# The input

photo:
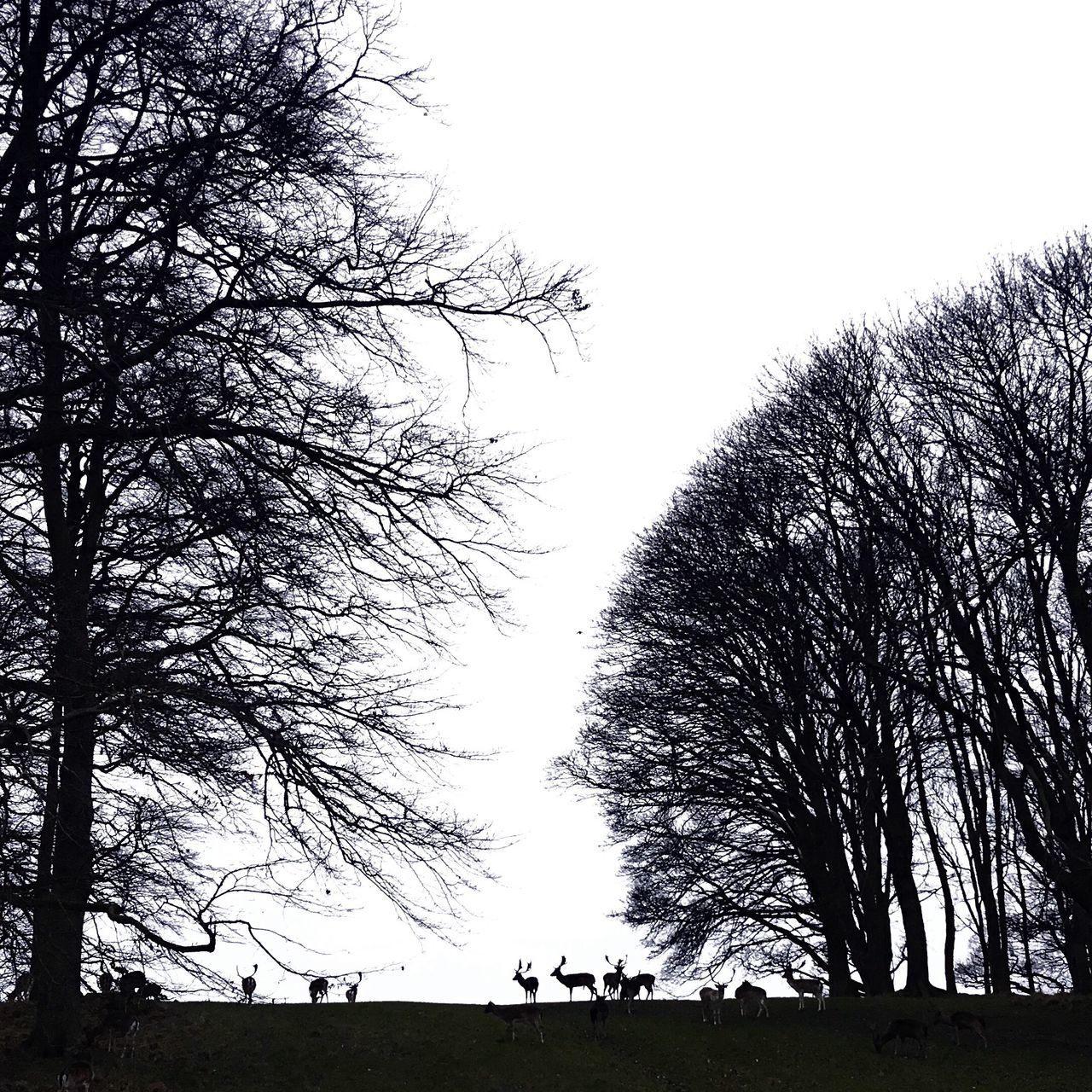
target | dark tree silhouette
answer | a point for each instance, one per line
(226, 500)
(857, 644)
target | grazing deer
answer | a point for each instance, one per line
(600, 1013)
(627, 990)
(248, 983)
(23, 986)
(129, 982)
(748, 994)
(519, 1014)
(75, 1078)
(574, 981)
(901, 1031)
(118, 1025)
(530, 983)
(711, 1002)
(963, 1021)
(613, 979)
(805, 987)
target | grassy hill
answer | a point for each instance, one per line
(662, 1048)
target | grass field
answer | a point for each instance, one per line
(1034, 1046)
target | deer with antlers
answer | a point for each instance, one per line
(582, 981)
(530, 983)
(249, 984)
(628, 990)
(613, 979)
(805, 987)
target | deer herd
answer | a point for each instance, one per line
(752, 998)
(125, 989)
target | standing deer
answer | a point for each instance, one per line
(77, 1078)
(600, 1013)
(530, 983)
(249, 984)
(627, 990)
(901, 1031)
(963, 1021)
(130, 982)
(23, 986)
(748, 994)
(805, 987)
(613, 979)
(711, 1002)
(519, 1014)
(581, 981)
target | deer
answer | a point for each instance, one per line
(582, 981)
(530, 983)
(901, 1031)
(77, 1078)
(963, 1021)
(711, 1002)
(129, 982)
(805, 987)
(23, 986)
(613, 979)
(519, 1014)
(628, 989)
(600, 1013)
(748, 994)
(248, 984)
(118, 1025)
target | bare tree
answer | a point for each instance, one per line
(227, 505)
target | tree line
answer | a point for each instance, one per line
(845, 676)
(234, 517)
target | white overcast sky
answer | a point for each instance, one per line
(741, 178)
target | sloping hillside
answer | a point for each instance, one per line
(663, 1046)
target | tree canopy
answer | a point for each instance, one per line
(229, 502)
(846, 671)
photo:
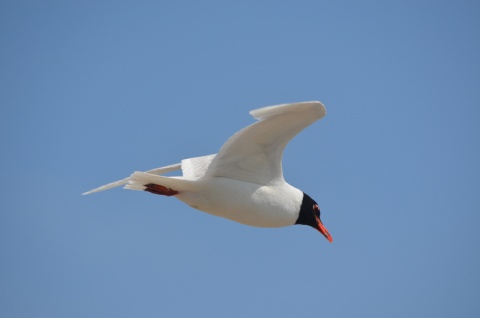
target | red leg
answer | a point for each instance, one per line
(158, 189)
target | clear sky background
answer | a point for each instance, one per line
(94, 90)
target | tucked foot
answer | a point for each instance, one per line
(158, 189)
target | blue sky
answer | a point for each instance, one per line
(94, 90)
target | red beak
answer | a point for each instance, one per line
(322, 229)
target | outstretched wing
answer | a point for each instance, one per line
(254, 154)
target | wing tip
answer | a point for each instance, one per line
(269, 111)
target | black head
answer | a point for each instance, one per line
(310, 215)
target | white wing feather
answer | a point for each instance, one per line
(254, 154)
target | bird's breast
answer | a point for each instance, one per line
(247, 203)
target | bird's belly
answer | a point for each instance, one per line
(246, 203)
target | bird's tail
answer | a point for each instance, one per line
(119, 183)
(158, 184)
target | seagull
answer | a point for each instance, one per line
(244, 181)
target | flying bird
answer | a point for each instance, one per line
(244, 181)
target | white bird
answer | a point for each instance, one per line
(244, 181)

# Your assignment
Show the lines above that have the word "deer".

# Result
target | grazing deer
target | deer with antlers
target | deer herd
target | standing deer
target | deer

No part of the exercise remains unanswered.